__TO DO__
An identical copy of the data below is needed.

[Collected data entries]
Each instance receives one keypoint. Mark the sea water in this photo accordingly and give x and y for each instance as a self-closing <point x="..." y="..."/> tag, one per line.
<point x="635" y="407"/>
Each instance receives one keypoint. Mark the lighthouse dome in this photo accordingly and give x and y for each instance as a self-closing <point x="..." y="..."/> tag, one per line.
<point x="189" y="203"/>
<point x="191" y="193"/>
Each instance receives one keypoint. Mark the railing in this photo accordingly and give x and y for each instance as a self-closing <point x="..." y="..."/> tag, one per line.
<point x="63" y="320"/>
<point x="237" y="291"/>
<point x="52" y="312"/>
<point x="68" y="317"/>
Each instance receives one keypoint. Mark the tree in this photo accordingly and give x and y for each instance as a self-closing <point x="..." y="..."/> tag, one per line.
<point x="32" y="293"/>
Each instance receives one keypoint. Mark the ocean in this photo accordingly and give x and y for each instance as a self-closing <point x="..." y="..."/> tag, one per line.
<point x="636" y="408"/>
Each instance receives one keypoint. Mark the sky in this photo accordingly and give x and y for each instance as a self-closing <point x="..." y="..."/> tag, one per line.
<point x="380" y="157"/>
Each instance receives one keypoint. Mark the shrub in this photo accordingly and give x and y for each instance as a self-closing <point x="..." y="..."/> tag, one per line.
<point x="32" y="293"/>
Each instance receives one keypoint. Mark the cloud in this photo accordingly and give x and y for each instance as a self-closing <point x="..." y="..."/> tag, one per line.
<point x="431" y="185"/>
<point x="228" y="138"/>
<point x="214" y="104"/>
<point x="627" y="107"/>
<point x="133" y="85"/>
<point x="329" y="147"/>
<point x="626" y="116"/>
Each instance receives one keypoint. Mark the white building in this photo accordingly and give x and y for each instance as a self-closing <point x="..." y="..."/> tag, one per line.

__EXPECTED ANSWER__
Each instance receives one keypoint. Mark the sea water in this photo accordingly and give x and y for each instance as a self-closing <point x="..." y="..."/> tag, one per line.
<point x="635" y="407"/>
Each instance receives one keypoint. Mark the lighthouse dome in this photo accordingly and give x and y for each instance as a self-closing <point x="..." y="..."/> tag, one per line.
<point x="189" y="203"/>
<point x="191" y="193"/>
Each instance receives one keypoint. Mark the railing in this photo accordingly and give x and y for each instance as a self-closing <point x="..." y="..."/> tag, one per line.
<point x="63" y="320"/>
<point x="237" y="291"/>
<point x="52" y="312"/>
<point x="68" y="317"/>
Each instance receives one keypoint. Mark the tree in this photo accordingly and give x and y for each instance as a self-closing <point x="..." y="..."/> tag, one per line.
<point x="32" y="293"/>
Each instance receives one keypoint. Mark the ocean in this photo accordingly and give x and y for each instance as a self-closing <point x="..." y="..."/> tag, one per line.
<point x="636" y="408"/>
Each instance receives one keypoint. Mark the sky in this photo accordingly and give x and y for each instance as a self-closing <point x="..." y="..."/> tag, one per line.
<point x="380" y="157"/>
Each instance receives one keypoint. Mark the shrub in this photo accordingly and give x and y for each instance as a self-closing <point x="..." y="..."/> tag, one per line.
<point x="32" y="293"/>
Each instance receives one keypoint. Mark the cloud in this photo accordingly and give x and y for each instance as a self-closing <point x="..." y="..."/> tag, one per line.
<point x="431" y="185"/>
<point x="228" y="138"/>
<point x="214" y="104"/>
<point x="627" y="107"/>
<point x="133" y="85"/>
<point x="329" y="147"/>
<point x="626" y="116"/>
Each instance receives one keypoint. Mark the white building in this photo accordingly and give x and y for each instance as a self-closing <point x="..." y="..."/> tag, one per line.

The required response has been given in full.